TASK DESCRIPTION:
Please write out every line of the listing from the one containing "segment --region=wood grain surface" down to the one containing "[[[148,0],[47,0],[55,17],[84,35],[117,35],[132,27]]]", both included, exactly as they stand.

(Records from a data source)

%%

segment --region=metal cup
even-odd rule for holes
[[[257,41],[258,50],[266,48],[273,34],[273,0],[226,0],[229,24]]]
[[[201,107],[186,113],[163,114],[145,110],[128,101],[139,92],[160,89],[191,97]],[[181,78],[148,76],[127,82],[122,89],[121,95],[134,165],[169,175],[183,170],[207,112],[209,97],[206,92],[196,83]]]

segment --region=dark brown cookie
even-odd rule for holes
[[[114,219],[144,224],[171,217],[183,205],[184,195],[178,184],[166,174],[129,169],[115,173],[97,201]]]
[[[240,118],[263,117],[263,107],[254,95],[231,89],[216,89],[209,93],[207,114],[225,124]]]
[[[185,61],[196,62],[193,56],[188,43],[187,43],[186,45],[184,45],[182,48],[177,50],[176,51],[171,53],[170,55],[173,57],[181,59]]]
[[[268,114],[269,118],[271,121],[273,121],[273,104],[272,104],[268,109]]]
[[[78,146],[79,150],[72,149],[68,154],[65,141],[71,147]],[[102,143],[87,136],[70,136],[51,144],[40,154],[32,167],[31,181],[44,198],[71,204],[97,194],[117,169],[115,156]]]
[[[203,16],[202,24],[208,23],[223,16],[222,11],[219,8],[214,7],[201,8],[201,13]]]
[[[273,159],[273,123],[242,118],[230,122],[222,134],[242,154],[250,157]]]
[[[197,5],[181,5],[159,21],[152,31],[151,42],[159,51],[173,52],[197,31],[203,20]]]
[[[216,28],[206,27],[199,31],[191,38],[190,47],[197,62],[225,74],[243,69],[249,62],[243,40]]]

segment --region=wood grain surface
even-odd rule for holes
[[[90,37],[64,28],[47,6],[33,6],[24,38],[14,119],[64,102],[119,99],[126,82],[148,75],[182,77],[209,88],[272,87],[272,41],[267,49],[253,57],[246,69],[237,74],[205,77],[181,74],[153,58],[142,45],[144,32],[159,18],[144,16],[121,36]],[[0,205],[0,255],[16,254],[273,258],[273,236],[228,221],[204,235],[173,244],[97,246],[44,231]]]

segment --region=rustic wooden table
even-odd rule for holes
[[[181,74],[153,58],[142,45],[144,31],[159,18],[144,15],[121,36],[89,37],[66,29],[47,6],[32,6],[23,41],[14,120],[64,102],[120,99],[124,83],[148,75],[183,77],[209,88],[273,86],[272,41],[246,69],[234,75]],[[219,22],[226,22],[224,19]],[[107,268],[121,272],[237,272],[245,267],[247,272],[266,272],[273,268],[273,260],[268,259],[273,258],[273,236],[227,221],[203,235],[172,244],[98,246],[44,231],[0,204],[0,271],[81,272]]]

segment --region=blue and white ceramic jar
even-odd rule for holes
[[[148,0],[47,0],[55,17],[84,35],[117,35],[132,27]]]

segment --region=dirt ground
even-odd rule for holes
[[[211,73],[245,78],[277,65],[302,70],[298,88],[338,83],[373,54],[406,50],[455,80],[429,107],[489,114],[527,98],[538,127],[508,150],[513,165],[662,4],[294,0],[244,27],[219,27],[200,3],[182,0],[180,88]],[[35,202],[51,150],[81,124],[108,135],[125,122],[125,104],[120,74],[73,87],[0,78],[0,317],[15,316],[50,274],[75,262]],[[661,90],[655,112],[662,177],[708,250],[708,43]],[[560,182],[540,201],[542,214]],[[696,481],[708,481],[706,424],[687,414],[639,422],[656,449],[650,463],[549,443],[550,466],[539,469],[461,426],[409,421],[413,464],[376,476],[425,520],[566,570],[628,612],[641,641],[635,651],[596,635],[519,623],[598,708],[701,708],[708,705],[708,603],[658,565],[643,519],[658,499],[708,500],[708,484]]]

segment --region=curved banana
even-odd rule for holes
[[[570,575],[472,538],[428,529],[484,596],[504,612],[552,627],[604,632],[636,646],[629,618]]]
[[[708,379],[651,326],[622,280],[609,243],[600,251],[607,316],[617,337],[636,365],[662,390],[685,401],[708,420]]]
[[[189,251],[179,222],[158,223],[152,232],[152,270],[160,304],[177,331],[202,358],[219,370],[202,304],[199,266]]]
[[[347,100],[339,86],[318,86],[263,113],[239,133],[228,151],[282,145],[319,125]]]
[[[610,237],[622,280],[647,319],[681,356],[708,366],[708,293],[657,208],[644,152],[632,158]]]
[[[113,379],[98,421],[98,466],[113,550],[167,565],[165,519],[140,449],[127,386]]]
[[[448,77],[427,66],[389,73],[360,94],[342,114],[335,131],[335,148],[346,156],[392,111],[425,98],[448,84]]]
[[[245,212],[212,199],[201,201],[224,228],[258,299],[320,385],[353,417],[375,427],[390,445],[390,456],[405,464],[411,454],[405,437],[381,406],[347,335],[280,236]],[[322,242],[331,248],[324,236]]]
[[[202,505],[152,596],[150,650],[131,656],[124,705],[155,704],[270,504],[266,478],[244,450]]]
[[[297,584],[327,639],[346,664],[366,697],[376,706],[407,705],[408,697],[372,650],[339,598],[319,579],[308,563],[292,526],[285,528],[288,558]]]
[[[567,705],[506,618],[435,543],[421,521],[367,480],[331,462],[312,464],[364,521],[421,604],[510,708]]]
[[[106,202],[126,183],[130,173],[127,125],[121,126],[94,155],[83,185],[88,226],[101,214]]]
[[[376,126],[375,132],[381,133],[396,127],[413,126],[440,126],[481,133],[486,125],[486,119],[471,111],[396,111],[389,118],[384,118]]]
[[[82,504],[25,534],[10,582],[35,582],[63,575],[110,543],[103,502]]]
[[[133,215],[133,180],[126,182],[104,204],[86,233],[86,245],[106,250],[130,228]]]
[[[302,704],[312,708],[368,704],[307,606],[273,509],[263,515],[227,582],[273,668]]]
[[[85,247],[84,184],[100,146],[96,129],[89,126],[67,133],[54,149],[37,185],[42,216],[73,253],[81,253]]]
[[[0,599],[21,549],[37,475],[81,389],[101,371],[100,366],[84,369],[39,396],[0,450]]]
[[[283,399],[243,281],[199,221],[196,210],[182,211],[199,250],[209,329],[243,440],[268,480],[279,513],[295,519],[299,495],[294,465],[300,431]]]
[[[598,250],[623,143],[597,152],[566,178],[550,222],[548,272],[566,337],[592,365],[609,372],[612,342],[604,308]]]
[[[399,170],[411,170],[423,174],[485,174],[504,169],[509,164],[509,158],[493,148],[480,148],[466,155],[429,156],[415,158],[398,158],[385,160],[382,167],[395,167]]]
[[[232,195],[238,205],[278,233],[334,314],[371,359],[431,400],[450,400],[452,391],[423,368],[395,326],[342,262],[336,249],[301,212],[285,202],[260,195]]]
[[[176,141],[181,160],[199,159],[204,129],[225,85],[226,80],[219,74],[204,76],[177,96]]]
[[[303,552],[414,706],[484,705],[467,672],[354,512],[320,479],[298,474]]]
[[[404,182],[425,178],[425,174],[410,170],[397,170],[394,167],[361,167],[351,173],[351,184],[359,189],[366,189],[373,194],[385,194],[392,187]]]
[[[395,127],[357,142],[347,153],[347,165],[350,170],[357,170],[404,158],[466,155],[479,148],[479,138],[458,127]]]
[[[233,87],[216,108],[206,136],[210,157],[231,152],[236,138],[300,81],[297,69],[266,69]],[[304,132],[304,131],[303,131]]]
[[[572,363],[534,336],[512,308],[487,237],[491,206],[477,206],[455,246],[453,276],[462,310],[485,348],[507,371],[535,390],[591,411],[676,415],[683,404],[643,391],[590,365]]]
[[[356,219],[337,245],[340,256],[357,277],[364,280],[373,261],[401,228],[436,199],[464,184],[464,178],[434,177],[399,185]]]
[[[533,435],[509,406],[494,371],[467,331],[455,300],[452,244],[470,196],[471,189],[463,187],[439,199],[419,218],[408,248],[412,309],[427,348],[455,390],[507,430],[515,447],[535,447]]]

%%

SOLUTION:
segment --region=wood grain surface
even-odd rule for holes
[[[90,37],[64,28],[47,6],[33,6],[24,38],[14,119],[64,102],[119,99],[126,82],[148,75],[182,77],[209,88],[272,87],[272,41],[267,49],[253,57],[246,69],[237,74],[205,77],[181,74],[153,58],[142,45],[144,32],[159,18],[144,16],[121,36]],[[0,205],[0,255],[16,254],[273,258],[273,236],[228,221],[204,235],[173,244],[97,246],[44,231]]]

segment --region=rustic wooden table
even-odd rule for holes
[[[181,74],[153,58],[142,45],[144,31],[159,18],[144,15],[121,36],[89,37],[66,29],[47,6],[32,6],[23,41],[14,120],[64,102],[120,99],[124,83],[148,75],[183,77],[209,88],[273,86],[272,41],[246,69],[234,75]],[[219,22],[226,22],[224,19]],[[107,268],[121,272],[237,272],[245,267],[247,272],[266,272],[273,268],[273,260],[268,259],[273,258],[273,236],[227,221],[203,235],[172,244],[98,246],[44,231],[0,204],[0,271],[81,272]]]

segment --region=blue and white ceramic jar
even-odd rule for holes
[[[148,0],[47,0],[55,17],[84,35],[117,35],[132,27]]]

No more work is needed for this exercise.